Nothing in the data may be altered; the answer is a verbatim copy of it.

◆ ◆ ◆

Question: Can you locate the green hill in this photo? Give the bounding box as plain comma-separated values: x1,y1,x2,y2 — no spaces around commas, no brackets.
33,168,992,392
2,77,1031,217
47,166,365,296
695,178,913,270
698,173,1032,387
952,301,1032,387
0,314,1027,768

◆ ◆ ◆

EXERCISE RESPONSE
Question: Can you locate the green hill in this photo? Give the bounding box as plain comma-separated values: x1,y1,x2,y2 — no spaces around commas, no brackets.
33,168,992,392
2,77,1031,217
47,166,365,296
695,178,913,270
698,173,1032,387
952,301,1032,387
0,314,1027,768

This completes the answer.